• **Directions**
Please reproduce the material below line for line, without any changes.

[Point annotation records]
((

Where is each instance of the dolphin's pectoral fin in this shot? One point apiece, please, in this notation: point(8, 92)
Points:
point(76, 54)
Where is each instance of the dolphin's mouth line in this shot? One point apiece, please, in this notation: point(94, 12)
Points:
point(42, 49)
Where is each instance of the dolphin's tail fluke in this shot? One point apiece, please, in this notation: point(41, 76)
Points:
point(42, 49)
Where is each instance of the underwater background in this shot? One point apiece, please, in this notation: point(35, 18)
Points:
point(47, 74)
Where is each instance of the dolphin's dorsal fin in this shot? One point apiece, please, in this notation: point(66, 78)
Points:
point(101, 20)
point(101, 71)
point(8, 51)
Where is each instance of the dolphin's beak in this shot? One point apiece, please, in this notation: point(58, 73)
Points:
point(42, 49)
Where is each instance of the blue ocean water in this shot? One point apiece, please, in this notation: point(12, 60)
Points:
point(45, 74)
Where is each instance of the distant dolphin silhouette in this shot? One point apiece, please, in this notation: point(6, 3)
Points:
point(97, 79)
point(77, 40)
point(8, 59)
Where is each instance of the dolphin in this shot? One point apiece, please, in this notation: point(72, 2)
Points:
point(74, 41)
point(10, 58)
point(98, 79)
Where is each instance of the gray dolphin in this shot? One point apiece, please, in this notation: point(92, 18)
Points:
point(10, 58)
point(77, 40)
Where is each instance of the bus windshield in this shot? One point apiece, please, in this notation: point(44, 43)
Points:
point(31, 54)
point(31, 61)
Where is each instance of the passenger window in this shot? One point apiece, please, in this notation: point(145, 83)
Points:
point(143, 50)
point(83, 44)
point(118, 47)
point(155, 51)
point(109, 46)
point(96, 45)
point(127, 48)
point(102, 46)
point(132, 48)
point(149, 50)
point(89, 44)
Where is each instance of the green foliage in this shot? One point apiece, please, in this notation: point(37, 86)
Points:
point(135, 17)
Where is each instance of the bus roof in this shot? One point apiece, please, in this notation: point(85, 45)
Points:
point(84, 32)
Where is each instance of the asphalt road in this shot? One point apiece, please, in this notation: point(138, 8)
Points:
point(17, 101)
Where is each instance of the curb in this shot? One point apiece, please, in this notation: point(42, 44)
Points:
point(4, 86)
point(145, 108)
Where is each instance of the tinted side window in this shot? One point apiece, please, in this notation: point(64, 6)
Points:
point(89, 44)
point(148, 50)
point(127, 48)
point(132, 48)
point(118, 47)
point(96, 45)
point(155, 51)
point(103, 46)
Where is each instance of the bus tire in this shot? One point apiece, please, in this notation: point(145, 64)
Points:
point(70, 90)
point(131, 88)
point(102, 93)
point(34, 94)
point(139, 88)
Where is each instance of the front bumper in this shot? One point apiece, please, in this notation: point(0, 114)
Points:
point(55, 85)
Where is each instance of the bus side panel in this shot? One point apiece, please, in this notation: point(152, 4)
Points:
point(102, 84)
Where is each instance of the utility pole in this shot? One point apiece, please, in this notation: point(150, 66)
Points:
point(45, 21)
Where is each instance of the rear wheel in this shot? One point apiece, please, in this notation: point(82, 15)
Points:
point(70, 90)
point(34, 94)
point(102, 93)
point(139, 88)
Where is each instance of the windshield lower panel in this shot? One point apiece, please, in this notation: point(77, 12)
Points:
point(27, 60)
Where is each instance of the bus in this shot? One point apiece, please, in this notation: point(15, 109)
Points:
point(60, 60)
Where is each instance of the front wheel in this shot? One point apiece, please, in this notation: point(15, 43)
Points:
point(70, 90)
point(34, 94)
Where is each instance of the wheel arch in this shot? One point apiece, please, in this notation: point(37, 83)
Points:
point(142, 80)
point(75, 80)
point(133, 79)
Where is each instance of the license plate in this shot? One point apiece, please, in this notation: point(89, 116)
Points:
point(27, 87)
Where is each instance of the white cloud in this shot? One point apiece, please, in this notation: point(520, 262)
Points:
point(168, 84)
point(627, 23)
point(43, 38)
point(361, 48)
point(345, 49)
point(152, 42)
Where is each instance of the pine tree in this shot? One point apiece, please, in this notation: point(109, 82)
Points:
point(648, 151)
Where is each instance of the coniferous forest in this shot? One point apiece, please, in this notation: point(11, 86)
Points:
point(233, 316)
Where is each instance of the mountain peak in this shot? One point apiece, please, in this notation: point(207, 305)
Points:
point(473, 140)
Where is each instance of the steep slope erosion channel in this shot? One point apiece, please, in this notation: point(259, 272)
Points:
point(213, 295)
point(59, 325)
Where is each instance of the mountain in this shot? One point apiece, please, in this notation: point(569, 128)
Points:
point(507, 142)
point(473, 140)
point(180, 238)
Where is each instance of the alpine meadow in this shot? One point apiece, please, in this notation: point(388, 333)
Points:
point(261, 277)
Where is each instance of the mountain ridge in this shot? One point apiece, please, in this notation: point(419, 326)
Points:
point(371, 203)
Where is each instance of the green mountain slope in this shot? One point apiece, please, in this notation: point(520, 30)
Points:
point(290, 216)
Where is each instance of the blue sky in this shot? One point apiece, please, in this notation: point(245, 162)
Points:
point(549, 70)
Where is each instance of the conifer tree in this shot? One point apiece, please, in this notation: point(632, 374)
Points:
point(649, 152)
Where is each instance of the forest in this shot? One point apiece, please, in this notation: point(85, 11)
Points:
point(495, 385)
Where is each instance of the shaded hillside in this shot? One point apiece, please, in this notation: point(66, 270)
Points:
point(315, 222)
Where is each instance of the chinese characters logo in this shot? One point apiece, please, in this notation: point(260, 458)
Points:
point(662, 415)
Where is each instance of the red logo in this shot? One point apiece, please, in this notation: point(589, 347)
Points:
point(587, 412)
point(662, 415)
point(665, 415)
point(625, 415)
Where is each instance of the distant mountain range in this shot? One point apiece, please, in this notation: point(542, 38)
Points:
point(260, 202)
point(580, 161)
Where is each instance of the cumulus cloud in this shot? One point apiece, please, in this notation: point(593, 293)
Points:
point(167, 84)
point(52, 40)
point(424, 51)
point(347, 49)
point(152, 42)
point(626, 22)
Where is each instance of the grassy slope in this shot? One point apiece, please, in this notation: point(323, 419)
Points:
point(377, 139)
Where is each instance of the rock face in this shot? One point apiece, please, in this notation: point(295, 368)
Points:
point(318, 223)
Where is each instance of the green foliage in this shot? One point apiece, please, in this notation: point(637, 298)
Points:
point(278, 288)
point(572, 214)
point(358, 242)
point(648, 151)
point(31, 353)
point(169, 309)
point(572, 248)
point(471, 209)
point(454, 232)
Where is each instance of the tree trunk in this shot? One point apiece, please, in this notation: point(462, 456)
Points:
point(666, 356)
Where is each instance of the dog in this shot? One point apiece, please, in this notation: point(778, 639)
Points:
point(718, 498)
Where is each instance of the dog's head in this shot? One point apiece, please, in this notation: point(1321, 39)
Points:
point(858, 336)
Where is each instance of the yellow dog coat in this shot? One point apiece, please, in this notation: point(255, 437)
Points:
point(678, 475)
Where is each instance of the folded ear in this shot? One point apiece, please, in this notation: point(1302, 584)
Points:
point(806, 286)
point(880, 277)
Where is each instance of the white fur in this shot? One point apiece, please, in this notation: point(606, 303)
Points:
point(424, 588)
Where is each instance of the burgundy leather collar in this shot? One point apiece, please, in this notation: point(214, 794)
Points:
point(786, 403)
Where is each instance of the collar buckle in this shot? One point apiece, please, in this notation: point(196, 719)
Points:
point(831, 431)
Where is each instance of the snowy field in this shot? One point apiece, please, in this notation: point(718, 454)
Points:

))

• **Solution to the problem**
Where is each instance of the dolphin's pectoral fin in this shot? One point apiece, please, in this notation: point(8, 92)
Points:
point(76, 54)
Where is each instance of the dolphin's mouth line in this shot? One point apiece, please, in this notation: point(94, 12)
Points:
point(42, 49)
Where is each instance of the dolphin's tail fluke in this shot? One point apiece, please, in this notation: point(41, 76)
Points:
point(42, 49)
Where is each instance of the underwater background in this shot? One point apiece, please, in this notation: point(35, 18)
Points:
point(47, 74)
Where is each instance of the dolphin's dorsal fin in this shot? One point apiece, please, in this notation: point(66, 78)
Points:
point(101, 20)
point(101, 71)
point(8, 51)
Where is each instance of the dolphin's beak in this shot? One point apiece, please, in this notation: point(58, 73)
Points:
point(42, 49)
Where is each instance of the blue ocean water in this shot? One point apiece, please, in this notation: point(12, 60)
Points:
point(45, 74)
Where is each instance of the distant dolphin silhouette in this shot? One point apiece, please, in this notation: point(6, 3)
Points:
point(97, 79)
point(77, 40)
point(8, 59)
Where is each instance of the dolphin in this shot? One point apiece, please, in this notation: point(72, 2)
Points:
point(74, 41)
point(10, 58)
point(98, 79)
Where is each instance of the gray dolphin in this shot? One point apiece, please, in this notation: point(92, 18)
Points:
point(10, 58)
point(77, 40)
Where is each instance of the bus windshield in this shot? One point apiece, please, in this notation: point(44, 43)
Points:
point(31, 54)
point(31, 61)
Where is each instance of the passenger window in this shot? One point apiece, please, in this notation: point(145, 83)
Points:
point(143, 50)
point(83, 44)
point(118, 47)
point(155, 51)
point(109, 46)
point(96, 45)
point(127, 48)
point(102, 46)
point(132, 48)
point(149, 50)
point(89, 44)
Where is each instance of the green foliage in this shot? One point apiece, please, in this notation: point(37, 86)
Points:
point(135, 17)
Where is each instance of the bus roof in this shot? One point apiece, please, in this notation: point(85, 45)
Points:
point(84, 32)
Where is each instance of the asphalt road in this shot? One point apiece, please, in this notation: point(138, 8)
Points:
point(17, 101)
Where is each instance of the curb in this shot? One point apiece, please, in this notation: point(42, 44)
Points:
point(4, 86)
point(145, 108)
Where is each instance of the tinted side window in this shot? One point apiece, please, in this notation: point(64, 6)
Points:
point(89, 44)
point(148, 50)
point(127, 48)
point(132, 48)
point(118, 47)
point(96, 45)
point(155, 51)
point(103, 46)
Where is each instance of the bus tire in this shot? One point apiece, please, in this notation: point(145, 64)
Points:
point(70, 90)
point(131, 88)
point(102, 93)
point(34, 94)
point(139, 88)
Where is each instance of the front bumper in this shot? One point apiece, please, in this notation: point(0, 114)
Points:
point(55, 85)
Where is each instance of the bus side panel in this shot? One point apiece, please, in this notation: point(152, 4)
Points:
point(102, 84)
Where is each instance of the utility pole in this shot? One point apiece, please, in this notation: point(150, 66)
Points:
point(45, 21)
Where is each instance of the rear wheel in this shot? One point apiece, please, in this notation: point(82, 15)
Points:
point(70, 90)
point(34, 94)
point(102, 93)
point(139, 88)
Where is each instance of the windshield lower panel in this shot? One point apiece, please, in this notation: point(77, 12)
Points:
point(27, 60)
Where is each instance of the bus in this shot? One point apiece, please, in this notation: point(15, 109)
Points:
point(60, 60)
Where is each instance of the front wheel in this shot? One point apiece, please, in this notation: point(15, 43)
Points:
point(70, 90)
point(34, 94)
Where is each instance of the wheel arch in this shot? One point apiece, please, in this notation: point(37, 83)
Points:
point(142, 80)
point(75, 80)
point(133, 79)
Where is each instance of the license plate in this shot? One point apiece, please, in this notation: point(89, 116)
Points:
point(27, 87)
Where is each instance of the white cloud in this shot? One point apiece, please, in this notation: point(520, 262)
Points:
point(168, 84)
point(627, 23)
point(43, 38)
point(361, 48)
point(345, 49)
point(152, 42)
Where is each instance of the pine tree in this shot? One point apiece, please, in this notation: point(109, 82)
Points:
point(648, 151)
Where is each instance of the coniferous forest in this shot? One point apiece, please, in this notation: point(11, 86)
Points:
point(233, 316)
Where is each instance of the mountain peak in this shot? One point apiece, please, in this notation: point(207, 305)
Points:
point(473, 140)
Where is each instance of the steep slope erosion channel in this shot? One point apiece, please, in this notation: point(259, 272)
Points:
point(213, 295)
point(59, 325)
Where is each instance of the mountain in this shot? One point apiece, please, in this notation: point(569, 128)
Points:
point(507, 142)
point(473, 140)
point(180, 238)
Where is each instance of the alpine meadow in this shot? One point apiece, please, in this notation: point(388, 333)
Points:
point(261, 277)
Where is each instance of the mountain ridge in this shot? One point apiece, please, in this notation: point(419, 326)
Points:
point(371, 203)
Where is each instance of the green mountain slope in this shot? One point apiece, please, in this notation: point(520, 30)
Points:
point(290, 216)
Where is each instance of the blue sky in this shot? One point apiece, please, in this notation: point(245, 162)
Points:
point(549, 70)
Where is each instance of the conifer tree in this shot? One point apiece, please, in this notation: point(632, 374)
Points:
point(649, 152)
Where is each instance of the forest in this shot? One point apiece, please, in this notation: point(85, 11)
Points:
point(495, 385)
Where is each instance of the shaded hillside in this shot? One point apiece, please, in this notation: point(66, 270)
Points:
point(315, 222)
Where is each instance of the chinese characters logo in this shot? One point apiece, please, in this notation: point(260, 458)
Points:
point(662, 415)
Where is each instance of the red logo in this shot? One point apiece, please, in this notation: point(589, 347)
Points:
point(587, 412)
point(662, 415)
point(665, 415)
point(625, 415)
Where is each instance of the distant mountain range in this shot? One point apiece, please, in this notation: point(542, 38)
Points:
point(260, 202)
point(580, 161)
Where is each instance of the cumulus cloud in this shot? One point apiece, please, in this notation: point(593, 293)
Points:
point(167, 84)
point(52, 40)
point(424, 51)
point(347, 49)
point(152, 42)
point(626, 22)
Where is each instance of the grassy slope in this shot? One point apiece, please, in this notation: point(323, 419)
Points:
point(377, 139)
Where is each instance of the rock face in this shot? One point apiece, please, in this notation: point(295, 368)
Points:
point(318, 223)
Where is each instance of the green foliage in this shot? One point apiece, please, in this notation: point(637, 298)
Points:
point(278, 288)
point(572, 214)
point(358, 242)
point(648, 151)
point(31, 353)
point(169, 309)
point(572, 248)
point(471, 209)
point(454, 232)
Where is each instance of the tree trunk in this shot? One point apiece, please, in this notation: point(462, 456)
Points:
point(666, 356)
Where is each instance of the dog in this shot? One point apiece, please, in this notation: point(778, 639)
Points:
point(718, 498)
Where is each instance of the dog's head in this shot? One point apiece, please, in this notation: point(1321, 39)
Points:
point(858, 336)
Where is each instance of the yellow dog coat in this shot? One point apiece, please, in this notation: point(255, 437)
Points:
point(678, 475)
Where is each instance of the folded ear in this shot? One point apiece, please, in this notation: point(1302, 584)
Points:
point(806, 286)
point(880, 277)
Where is each instance of the white fur in this shot? One point apiece, please, in this notation: point(606, 303)
Points:
point(424, 588)
Where is each instance of the burgundy leather collar in this shot? One point apiece, please, in this notation: point(214, 794)
Points:
point(786, 403)
Where is each instance of the collar buckle in this shot? One point apiece, please, in this notation: point(196, 719)
Points:
point(831, 431)
Where is each instance of the snowy field in this shot? One point apiece, please, in this notation: point(718, 454)
Points:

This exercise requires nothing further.